(Supplied material)

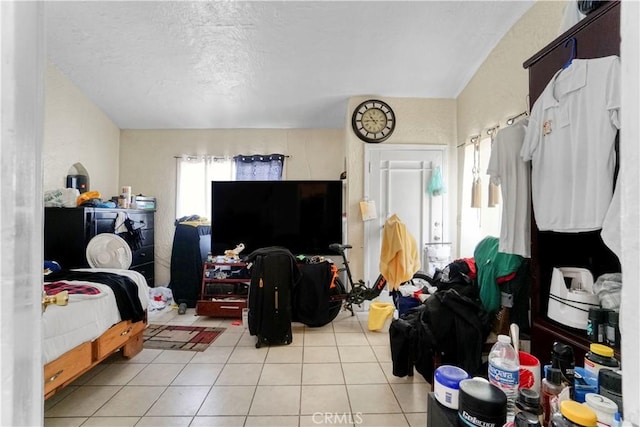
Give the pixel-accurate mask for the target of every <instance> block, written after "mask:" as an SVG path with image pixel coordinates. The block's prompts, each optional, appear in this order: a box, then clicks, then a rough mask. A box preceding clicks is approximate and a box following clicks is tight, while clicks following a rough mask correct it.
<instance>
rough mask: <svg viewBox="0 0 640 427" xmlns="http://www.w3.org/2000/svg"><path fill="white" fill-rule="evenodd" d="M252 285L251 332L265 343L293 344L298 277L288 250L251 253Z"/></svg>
mask: <svg viewBox="0 0 640 427" xmlns="http://www.w3.org/2000/svg"><path fill="white" fill-rule="evenodd" d="M246 261H247V262H248V263H251V284H250V286H249V297H248V304H249V319H248V320H249V332H250V333H251V335H254V336H257V338H258V339H257V342H256V348H260V347H261V346H262V344H291V342H292V341H293V336H292V334H291V292H292V288H293V286H294V285H295V283H296V282H297V280H298V278H299V274H300V273H299V272H298V267H297V265H296V260H295V258H294V256H293V255H292V254H291V252H290V251H289V250H288V249H285V248H281V247H267V248H261V249H257V250H255V251H254V252H252V253H251V254H250V255H249V256H248V257H247V260H246Z"/></svg>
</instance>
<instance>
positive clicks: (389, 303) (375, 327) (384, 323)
mask: <svg viewBox="0 0 640 427" xmlns="http://www.w3.org/2000/svg"><path fill="white" fill-rule="evenodd" d="M395 309H396V308H395V306H394V305H393V304H392V303H390V302H380V301H373V302H372V303H371V304H369V320H368V322H367V323H368V327H369V330H370V331H379V330H381V329H382V328H383V327H384V324H385V322H386V321H387V319H389V318H391V317H392V316H393V312H394V311H395Z"/></svg>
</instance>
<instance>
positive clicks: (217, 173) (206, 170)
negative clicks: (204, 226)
mask: <svg viewBox="0 0 640 427" xmlns="http://www.w3.org/2000/svg"><path fill="white" fill-rule="evenodd" d="M176 161H177V168H176V170H177V175H178V176H177V189H176V218H182V217H185V216H191V215H198V216H201V217H205V218H211V181H233V176H234V173H235V171H234V165H233V159H231V158H227V157H213V156H197V157H193V156H191V157H189V156H184V157H179V158H177V159H176Z"/></svg>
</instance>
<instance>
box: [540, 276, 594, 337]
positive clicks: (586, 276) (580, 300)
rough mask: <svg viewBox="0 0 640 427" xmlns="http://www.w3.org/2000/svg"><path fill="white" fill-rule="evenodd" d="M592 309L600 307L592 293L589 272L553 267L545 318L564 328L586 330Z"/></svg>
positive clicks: (593, 294) (591, 287) (551, 276)
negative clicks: (563, 325)
mask: <svg viewBox="0 0 640 427" xmlns="http://www.w3.org/2000/svg"><path fill="white" fill-rule="evenodd" d="M592 307H600V300H599V299H598V296H597V295H596V294H594V293H593V275H592V274H591V272H590V271H589V270H587V269H584V268H577V267H554V268H553V273H552V275H551V287H550V289H549V307H548V309H547V316H548V317H549V318H550V319H552V320H555V321H556V322H559V323H561V324H563V325H565V326H569V327H571V328H576V329H582V330H586V329H587V321H588V320H589V309H590V308H592Z"/></svg>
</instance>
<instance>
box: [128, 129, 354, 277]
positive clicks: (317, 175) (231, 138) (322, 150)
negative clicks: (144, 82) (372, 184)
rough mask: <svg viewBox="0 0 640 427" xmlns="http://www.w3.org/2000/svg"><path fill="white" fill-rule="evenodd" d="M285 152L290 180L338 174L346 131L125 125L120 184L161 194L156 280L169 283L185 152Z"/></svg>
mask: <svg viewBox="0 0 640 427" xmlns="http://www.w3.org/2000/svg"><path fill="white" fill-rule="evenodd" d="M255 153H266V154H268V153H281V154H285V155H288V156H290V157H289V158H287V159H286V160H285V178H286V179H339V178H340V173H341V172H342V171H343V170H344V163H345V162H344V150H343V144H342V131H341V130H334V129H325V130H314V129H290V130H287V129H279V130H277V129H224V130H223V129H218V130H212V129H209V130H151V131H148V130H145V131H137V130H124V131H122V133H121V142H120V178H119V180H120V183H121V185H130V186H131V188H132V191H133V193H134V194H140V193H142V194H145V195H149V196H153V197H156V198H157V202H158V209H157V212H156V218H155V229H154V231H155V236H154V239H155V283H156V284H158V285H167V284H169V282H170V278H171V276H170V265H171V249H172V245H173V234H174V231H175V226H174V221H175V219H176V213H175V202H176V185H175V179H176V160H175V158H174V156H179V155H182V154H199V155H203V154H209V155H216V156H233V155H236V154H255Z"/></svg>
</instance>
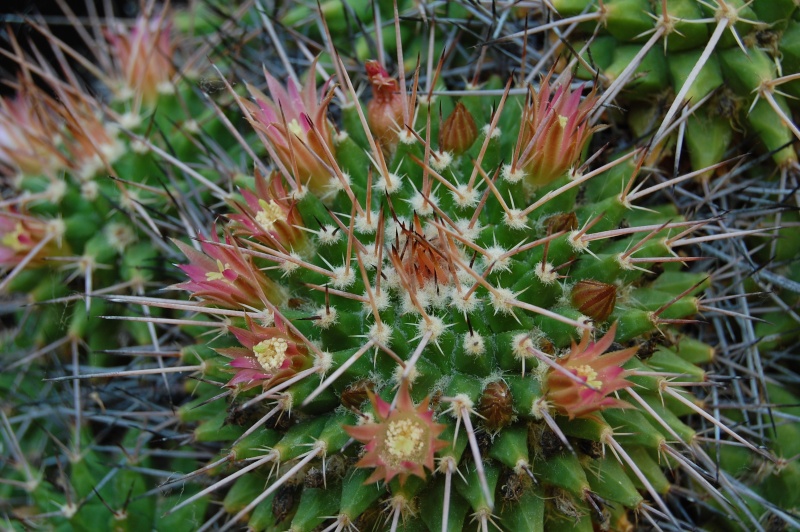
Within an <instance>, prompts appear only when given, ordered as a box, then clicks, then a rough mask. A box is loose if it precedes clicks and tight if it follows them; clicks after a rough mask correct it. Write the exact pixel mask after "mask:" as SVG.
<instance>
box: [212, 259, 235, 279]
mask: <svg viewBox="0 0 800 532" xmlns="http://www.w3.org/2000/svg"><path fill="white" fill-rule="evenodd" d="M230 267H231V265H230V264H225V265H223V264H222V261H221V260H219V259H217V269H218V270H219V271H216V272H206V281H224V280H225V271H227V270H229V269H230Z"/></svg>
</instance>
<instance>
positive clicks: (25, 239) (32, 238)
mask: <svg viewBox="0 0 800 532" xmlns="http://www.w3.org/2000/svg"><path fill="white" fill-rule="evenodd" d="M57 229H58V223H56V224H52V225H49V224H48V223H47V222H45V221H42V220H39V219H38V218H34V217H32V216H28V215H27V214H26V213H21V212H19V211H17V210H16V208H14V207H11V208H10V209H9V210H8V211H3V212H0V266H2V267H6V266H16V265H17V264H19V263H20V262H21V261H22V260H23V259H24V258H25V257H27V256H28V254H29V253H30V252H31V251H32V250H33V248H35V247H36V246H37V245H39V243H40V242H41V241H42V240H44V239H45V238H46V237H47V236H48V235H50V234H51V233H53V231H56V230H57ZM62 229H63V227H62ZM68 253H69V249H68V248H67V245H66V243H64V242H62V241H61V235H60V234H52V237H51V240H50V241H49V242H48V243H47V244H45V245H44V247H42V249H40V250H39V251H38V252H37V253H36V256H35V257H33V259H32V260H31V261H30V262H29V263H28V266H33V267H36V266H41V265H42V260H43V259H44V258H46V257H54V256H62V255H65V254H68Z"/></svg>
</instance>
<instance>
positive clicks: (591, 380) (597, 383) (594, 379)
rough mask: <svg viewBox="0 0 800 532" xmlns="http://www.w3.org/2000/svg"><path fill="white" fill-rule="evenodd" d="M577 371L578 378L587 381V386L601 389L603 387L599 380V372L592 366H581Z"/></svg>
mask: <svg viewBox="0 0 800 532" xmlns="http://www.w3.org/2000/svg"><path fill="white" fill-rule="evenodd" d="M575 371H577V372H578V377H583V378H584V379H585V380H586V384H588V385H589V386H591V387H592V388H597V389H600V388H602V387H603V381H601V380H599V379H598V378H597V372H596V371H595V370H594V368H592V366H587V365H584V366H579V367H577V368H575Z"/></svg>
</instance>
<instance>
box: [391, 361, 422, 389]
mask: <svg viewBox="0 0 800 532" xmlns="http://www.w3.org/2000/svg"><path fill="white" fill-rule="evenodd" d="M406 372H408V374H407V375H404V373H406ZM419 376H420V372H419V370H418V369H417V367H416V366H410V367H409V366H406V367H405V368H404V367H403V366H400V365H397V366H395V367H394V371H392V382H395V383H397V384H400V383H402V382H403V379H405V380H407V381H408V384H410V385H413V384H414V381H416V380H417V379H418V378H419Z"/></svg>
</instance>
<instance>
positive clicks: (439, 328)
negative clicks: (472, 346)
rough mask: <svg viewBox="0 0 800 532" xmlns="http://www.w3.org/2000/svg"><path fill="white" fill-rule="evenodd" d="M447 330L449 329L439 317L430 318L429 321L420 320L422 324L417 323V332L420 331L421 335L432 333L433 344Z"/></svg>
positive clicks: (429, 316) (420, 321) (437, 316)
mask: <svg viewBox="0 0 800 532" xmlns="http://www.w3.org/2000/svg"><path fill="white" fill-rule="evenodd" d="M445 329H447V326H446V325H445V324H444V322H443V321H442V319H441V318H440V317H438V316H428V319H427V320H420V322H419V323H417V331H419V335H420V336H423V335H425V334H428V333H430V334H431V338H430V341H431V342H436V340H437V339H438V338H439V337H440V336H441V335H442V333H443V332H444V330H445Z"/></svg>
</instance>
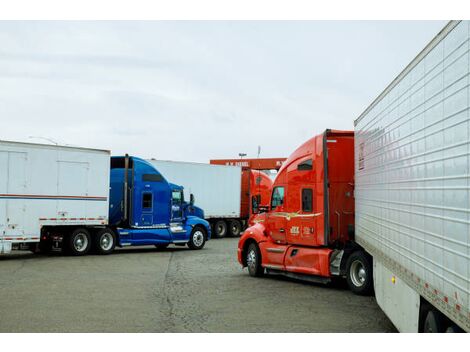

(End Supplied material)

→ **Goal of the exercise**: Every line in the data that holds the string "prompts" should be returned.

→ **Result**:
Give the pixel-accurate mask for the target of every <instance> block, written after "mask:" as an SVG path with image pixel coordinates. The block's prompts, each optional, appear in this order: a box, then clicks, then a rough mask. A box preceding clicks is approximate and a box following clicks is tight, while clicks following a rough mask correct it.
Within an <instance>, prompts appear only when given, ordered as a box, then clicks, then a rough mask. A box is loose if it precedes clicks and tight if it follows them; clicks after a rough mask correct it. Write the exact pixel mask after "mask:" as SVG.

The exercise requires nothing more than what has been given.